§ **任务目标 1**:
请把下面原文中以“好吧..有点费劲”开头的那一段改写得更简短，保留主要事实。

§ **原文**:

================================

给一个数组, 求返回一个数组, 是当前数字往右看到所有的数字的数量.

好吧..有点费劲, 上来能反应过来是单调栈, 然后实现发现怎么也过不了, 原来题意中定义的看到不是说小于当前数,而是问有多少递增的数字. 比如[11,2,1,12]中, 11能看到的只有2和12…..1是看不到的..被2挡住了

class Solution {
    public int[] canSeePersonsCount(int[] heights) {
        Stack<Integer> st = new Stack<>();
        int[] res = new int[heights.length];
        for(int i = heights.length - 1; i >= 0; i--){
            int count = 0;
            while(!st.isEmpty() && st.peek() < heights[i]){
                count++;
                st.pop();
            }
            res[i] = count + (st.isEmpty() ? 0 : 1);
            st.push(heights[i]);
        }
        return res;
    }
}

Binary Search Tree Iterator II

给一个BST做遍历器.

这题吧, 我答案又不用额外数组的…我做了做实在难…

/**
 * Definition for a binary tree node.
 * public class TreeNode {
 *     int val;
 *     TreeNode left;
 *     TreeNode right;
 *     TreeNode() {}
 *     TreeNode(int val) { this.val = val; }
 *     TreeNode(int val, TreeNode left, TreeNode right) {
 *         this.val = val;
 *         this.left = left;
 *         this.right = right;
 *     }
 * }
 */
class BSTIterator {
    List<Integer> l;
    int index = -1;
    public BSTIterator(TreeNode root) {
        l = convert(root);
    }
    private List<Integer> convert(TreeNode root){
        List<Integer> list = new ArrayList<Integer>();
        if(root == null)
            return list;
        list.addAll(convert(root.left));
        list.add(root.val);
        list.addAll(convert(root.right));
        return list;
    }
    
    public boolean hasNext() {
        return index < l.size() - 1;
    }
    
    public int next() {
        return l.get(++index);
    }
    
    public boolean hasPrev() {
        System.out.println(index);
        return 0 < index;
    }
    
    public int prev() {
        return l.get(--index);
    }
}

/**
 * Your BSTIterator object will be instantiated and called as such:
 * BSTIterator obj = new BSTIterator(root);
 * boolean param_1 = obj.hasNext();
 * int param_2 = obj.next();
 * boolean param_3 = obj.hasPrev();
 * int param_4 = obj.prev();
 */

Number of Good Ways to Split a String

给一个字符串s, 求有多少种分割方法, 让分割的两个字符串的不同字符数量相同.

================================

§ **提供数据**:
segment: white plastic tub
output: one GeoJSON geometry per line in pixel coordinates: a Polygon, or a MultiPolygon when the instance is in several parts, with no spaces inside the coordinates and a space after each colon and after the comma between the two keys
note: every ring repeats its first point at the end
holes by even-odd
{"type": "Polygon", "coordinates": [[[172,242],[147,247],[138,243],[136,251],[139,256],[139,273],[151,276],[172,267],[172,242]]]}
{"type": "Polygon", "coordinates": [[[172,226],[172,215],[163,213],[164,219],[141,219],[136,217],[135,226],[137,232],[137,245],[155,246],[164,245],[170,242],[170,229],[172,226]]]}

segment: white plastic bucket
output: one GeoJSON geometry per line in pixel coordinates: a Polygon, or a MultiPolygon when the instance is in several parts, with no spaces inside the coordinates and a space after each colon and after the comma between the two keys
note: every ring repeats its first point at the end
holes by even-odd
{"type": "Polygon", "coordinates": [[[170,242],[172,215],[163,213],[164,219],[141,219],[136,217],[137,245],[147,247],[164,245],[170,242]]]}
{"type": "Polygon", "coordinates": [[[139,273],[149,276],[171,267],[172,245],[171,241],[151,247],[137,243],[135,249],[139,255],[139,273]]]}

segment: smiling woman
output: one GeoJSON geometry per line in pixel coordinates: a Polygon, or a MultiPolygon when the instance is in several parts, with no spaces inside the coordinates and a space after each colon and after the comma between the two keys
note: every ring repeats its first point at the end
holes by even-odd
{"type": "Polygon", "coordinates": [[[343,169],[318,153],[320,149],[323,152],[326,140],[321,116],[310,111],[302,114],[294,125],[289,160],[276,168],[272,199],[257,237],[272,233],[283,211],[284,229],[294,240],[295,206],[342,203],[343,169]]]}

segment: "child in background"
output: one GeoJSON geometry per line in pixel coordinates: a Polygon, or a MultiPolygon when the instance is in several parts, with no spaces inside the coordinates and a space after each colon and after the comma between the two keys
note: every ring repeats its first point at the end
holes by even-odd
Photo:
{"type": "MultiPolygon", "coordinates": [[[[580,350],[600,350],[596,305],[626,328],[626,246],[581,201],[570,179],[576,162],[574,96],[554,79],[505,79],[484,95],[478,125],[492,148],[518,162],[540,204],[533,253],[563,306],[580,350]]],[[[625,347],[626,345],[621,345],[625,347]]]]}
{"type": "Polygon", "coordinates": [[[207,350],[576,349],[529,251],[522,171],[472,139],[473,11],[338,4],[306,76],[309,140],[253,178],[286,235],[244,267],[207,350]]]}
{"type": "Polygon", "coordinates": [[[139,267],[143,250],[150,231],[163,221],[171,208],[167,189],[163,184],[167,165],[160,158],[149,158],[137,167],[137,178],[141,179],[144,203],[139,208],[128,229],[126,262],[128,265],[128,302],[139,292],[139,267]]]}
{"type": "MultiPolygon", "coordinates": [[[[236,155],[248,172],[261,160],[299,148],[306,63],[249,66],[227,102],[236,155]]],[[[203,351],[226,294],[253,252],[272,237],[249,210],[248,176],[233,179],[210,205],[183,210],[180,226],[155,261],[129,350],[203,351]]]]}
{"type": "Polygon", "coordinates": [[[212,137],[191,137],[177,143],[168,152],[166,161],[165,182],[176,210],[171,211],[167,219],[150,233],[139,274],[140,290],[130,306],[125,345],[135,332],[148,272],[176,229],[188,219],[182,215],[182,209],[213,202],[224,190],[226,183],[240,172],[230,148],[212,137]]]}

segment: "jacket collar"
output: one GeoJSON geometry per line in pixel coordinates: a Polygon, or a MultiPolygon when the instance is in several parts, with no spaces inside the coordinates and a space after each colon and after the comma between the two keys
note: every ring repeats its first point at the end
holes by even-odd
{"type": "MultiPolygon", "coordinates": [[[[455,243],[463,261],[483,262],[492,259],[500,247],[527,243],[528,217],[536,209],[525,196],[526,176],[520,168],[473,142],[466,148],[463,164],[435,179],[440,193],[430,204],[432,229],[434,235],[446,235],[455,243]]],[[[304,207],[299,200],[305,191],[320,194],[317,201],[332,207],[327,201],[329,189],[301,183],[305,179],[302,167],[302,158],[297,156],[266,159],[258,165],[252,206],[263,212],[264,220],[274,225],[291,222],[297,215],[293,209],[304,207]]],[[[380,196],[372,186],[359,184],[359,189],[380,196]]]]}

================================

§ **任务目标 2**:
统计上面的记录中包含字符串“plastic”的行数，区分大小写，只写出数字。

§ **最终结果 1**:
一眼看出要用单调栈，实现后却一直通不过。原因在于题中的“看到”不是指小于当前数，而是指有多少递增的数字。例如在[11,2,1,12]中，11只能看到2和12，1被2挡住了。

§ **最终结果 2**:
2